• _Source excerpt_:
<<<<
They, needless to say, have justifiable anger when their tax dollars are perceived to be "bailing out" the "greedy and reckless executives" who have multi-million dollar pay and severance packages. Is there any wonder why Monday's legislation failed? It was doomed from the beginning.

If the Feds had a competent CMO, things might have been different. The CMO would have understood the need to empathize with the electorate and frame the story in a more palatable way to garner support.

"Bail out" and "Wall Street" should never be put in the same sentence. This is a volatile combination. "Bail out" is synonymous with "hand out" and "Wall Street" during these perilous times is synonymous with unmitigated greed and self-interest of executives in today's new Enrons and Worldcoms, i.e. the Lehman Brothers, Bear Stearns, AIG, Fannie Mae and Freddie Mac, Wachovia, Washington Mutual etc.

A smart CMO would have suggested that the message to the average American be communicated as a stabilization of the credit markets that allows people to get a mortgage, buy a car, send kids to college or small businesses to have access to credit to buy inventory, make payroll, etc. In other words, the story is less about Wall Street and more about Main Street. The Feds did not and have not made the case for the average American - the person who is the real victim (and should be the real beneficiary) of any legislation.

The Adminstration tried to sell this to Congress. They should have put their efforts in getting the Electorate on board first. It's what great leaders do in a crisis - FDR was a great CMO. During dark times for the country, he created his famous Fireside Chats with the American public. They instilled confidence and hope that inspired a nation.

A smart Fed CMO would have known that. Perhaps Senators McCain or Obama should create the first cabinet post of CMO of the United States.
>>>>
Excerpts from a pointing dataset
<<<<
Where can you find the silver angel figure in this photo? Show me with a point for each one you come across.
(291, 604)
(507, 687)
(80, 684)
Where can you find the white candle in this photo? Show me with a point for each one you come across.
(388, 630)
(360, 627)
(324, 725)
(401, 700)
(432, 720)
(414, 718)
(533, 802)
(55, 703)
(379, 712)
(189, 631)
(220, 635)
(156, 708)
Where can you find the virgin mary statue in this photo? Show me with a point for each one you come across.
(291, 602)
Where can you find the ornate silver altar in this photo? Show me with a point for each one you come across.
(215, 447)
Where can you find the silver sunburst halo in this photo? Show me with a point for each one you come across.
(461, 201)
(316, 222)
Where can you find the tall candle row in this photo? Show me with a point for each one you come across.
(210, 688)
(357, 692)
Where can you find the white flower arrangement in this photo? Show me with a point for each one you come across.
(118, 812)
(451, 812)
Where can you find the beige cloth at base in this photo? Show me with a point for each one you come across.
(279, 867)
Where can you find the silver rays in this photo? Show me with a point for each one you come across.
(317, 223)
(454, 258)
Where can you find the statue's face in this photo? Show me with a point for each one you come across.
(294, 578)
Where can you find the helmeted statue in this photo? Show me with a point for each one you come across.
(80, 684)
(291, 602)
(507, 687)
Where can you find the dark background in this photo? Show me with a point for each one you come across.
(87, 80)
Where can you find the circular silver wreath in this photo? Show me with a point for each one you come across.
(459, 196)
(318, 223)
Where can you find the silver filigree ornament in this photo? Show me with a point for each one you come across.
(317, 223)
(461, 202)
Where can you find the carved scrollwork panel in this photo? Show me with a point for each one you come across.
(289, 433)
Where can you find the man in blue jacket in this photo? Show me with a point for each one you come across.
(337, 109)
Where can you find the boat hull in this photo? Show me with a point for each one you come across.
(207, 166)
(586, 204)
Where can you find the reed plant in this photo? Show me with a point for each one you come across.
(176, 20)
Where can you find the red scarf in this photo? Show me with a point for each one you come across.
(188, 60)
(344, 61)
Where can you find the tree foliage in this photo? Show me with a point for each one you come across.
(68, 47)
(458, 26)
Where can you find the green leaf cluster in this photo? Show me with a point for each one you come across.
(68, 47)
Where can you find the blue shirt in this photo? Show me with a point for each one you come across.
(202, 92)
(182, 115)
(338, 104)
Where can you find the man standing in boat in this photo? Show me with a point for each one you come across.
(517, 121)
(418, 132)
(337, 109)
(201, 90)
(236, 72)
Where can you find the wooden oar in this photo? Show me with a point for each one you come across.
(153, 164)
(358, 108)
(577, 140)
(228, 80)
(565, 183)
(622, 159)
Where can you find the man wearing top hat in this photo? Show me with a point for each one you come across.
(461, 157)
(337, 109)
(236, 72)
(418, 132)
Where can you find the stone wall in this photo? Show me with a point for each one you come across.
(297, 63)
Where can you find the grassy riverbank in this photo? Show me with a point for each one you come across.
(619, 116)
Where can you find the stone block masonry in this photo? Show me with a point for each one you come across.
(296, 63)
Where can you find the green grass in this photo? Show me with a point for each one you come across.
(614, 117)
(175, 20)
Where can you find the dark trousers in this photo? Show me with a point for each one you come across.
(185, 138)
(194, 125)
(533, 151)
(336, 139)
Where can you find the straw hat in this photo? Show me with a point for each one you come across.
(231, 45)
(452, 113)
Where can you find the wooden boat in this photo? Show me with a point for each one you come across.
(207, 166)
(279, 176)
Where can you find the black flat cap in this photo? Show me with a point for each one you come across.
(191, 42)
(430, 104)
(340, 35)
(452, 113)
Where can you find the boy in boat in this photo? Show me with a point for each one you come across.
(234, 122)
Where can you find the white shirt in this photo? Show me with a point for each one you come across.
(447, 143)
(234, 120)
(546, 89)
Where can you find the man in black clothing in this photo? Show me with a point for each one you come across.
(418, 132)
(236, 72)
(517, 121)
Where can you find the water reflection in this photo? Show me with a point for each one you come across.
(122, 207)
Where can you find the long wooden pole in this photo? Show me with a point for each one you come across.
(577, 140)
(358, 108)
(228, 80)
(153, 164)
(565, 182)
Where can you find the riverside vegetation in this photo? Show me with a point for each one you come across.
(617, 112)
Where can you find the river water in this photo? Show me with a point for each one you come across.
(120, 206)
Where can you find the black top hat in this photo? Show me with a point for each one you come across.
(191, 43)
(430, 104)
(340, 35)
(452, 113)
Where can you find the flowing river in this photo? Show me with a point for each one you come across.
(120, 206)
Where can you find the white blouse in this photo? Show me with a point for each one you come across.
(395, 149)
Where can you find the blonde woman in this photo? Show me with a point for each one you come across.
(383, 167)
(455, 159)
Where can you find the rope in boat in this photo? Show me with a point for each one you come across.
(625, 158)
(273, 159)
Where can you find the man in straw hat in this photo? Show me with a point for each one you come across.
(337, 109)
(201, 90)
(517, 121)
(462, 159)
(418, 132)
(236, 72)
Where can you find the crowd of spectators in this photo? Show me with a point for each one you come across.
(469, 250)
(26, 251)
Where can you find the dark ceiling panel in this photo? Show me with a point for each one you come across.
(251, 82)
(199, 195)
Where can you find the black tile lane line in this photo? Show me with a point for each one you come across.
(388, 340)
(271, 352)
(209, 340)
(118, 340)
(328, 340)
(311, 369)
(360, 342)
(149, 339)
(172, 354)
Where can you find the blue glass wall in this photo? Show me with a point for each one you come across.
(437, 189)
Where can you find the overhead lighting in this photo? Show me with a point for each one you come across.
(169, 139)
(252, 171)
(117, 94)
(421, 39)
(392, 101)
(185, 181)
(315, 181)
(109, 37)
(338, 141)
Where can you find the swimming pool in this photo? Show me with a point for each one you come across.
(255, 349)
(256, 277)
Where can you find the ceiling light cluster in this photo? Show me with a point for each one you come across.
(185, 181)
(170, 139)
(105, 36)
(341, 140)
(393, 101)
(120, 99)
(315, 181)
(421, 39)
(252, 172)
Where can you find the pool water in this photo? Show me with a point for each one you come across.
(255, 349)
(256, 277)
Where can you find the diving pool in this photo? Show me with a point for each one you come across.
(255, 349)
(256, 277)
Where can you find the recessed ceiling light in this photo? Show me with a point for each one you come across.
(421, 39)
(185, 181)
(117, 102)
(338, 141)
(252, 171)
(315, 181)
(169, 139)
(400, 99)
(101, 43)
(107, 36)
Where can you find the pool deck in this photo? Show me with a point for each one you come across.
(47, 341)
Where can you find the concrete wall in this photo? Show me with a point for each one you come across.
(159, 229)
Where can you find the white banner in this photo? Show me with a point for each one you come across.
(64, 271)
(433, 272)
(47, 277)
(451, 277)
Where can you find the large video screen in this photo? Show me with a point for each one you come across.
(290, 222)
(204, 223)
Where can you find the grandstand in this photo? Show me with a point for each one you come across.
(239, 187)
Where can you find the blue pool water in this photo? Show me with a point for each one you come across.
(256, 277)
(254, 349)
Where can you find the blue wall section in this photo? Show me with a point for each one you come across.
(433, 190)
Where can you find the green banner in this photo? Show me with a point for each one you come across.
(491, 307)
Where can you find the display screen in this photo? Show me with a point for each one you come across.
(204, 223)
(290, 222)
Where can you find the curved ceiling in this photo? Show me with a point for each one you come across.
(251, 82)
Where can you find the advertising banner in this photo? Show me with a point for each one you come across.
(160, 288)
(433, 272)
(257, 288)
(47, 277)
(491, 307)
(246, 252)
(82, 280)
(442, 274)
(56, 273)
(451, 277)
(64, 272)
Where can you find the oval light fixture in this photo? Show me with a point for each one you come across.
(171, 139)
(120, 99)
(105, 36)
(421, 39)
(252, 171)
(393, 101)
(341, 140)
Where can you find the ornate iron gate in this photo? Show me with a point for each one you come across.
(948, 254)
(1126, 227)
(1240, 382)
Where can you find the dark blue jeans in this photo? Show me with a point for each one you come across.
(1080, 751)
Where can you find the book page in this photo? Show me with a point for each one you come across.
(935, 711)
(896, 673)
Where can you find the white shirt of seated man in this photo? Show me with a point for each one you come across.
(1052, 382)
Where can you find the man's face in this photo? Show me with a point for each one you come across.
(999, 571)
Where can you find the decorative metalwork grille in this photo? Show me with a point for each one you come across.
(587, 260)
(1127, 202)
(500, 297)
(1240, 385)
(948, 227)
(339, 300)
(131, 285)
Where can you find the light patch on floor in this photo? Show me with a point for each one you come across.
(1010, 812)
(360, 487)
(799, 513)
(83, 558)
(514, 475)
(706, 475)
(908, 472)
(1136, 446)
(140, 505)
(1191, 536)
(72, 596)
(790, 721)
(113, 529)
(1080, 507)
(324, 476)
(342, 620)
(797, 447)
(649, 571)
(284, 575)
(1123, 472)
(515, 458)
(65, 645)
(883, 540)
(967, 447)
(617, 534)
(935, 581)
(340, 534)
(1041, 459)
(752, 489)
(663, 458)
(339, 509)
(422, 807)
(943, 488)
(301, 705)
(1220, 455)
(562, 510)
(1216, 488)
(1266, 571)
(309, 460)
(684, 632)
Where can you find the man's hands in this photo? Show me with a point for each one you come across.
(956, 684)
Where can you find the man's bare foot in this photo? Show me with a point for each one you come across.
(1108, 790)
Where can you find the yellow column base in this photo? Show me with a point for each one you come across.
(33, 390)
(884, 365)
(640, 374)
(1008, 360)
>>>>
• _What the exercise asks_: Copy the passage from the commentary on the bailout message word for word, starting at "A smart CMO" and ending at "inspired a nation.".

• _Written solution_:
A smart CMO would have suggested that the message to the average American be communicated as a stabilization of the credit markets that allows people to get a mortgage, buy a car, send kids to college or small businesses to have access to credit to buy inventory, make payroll, etc. In other words, the story is less about Wall Street and more about Main Street. The Feds did not and have not made the case for the average American - the person who is the real victim (and should be the real beneficiary) of any legislation.

The Adminstration tried to sell this to Congress. They should have put their efforts in getting the Electorate on board first. It's what great leaders do in a crisis - FDR was a great CMO. During dark times for the country, he created his famous Fireside Chats with the American public. They instilled confidence and hope that inspired a nation.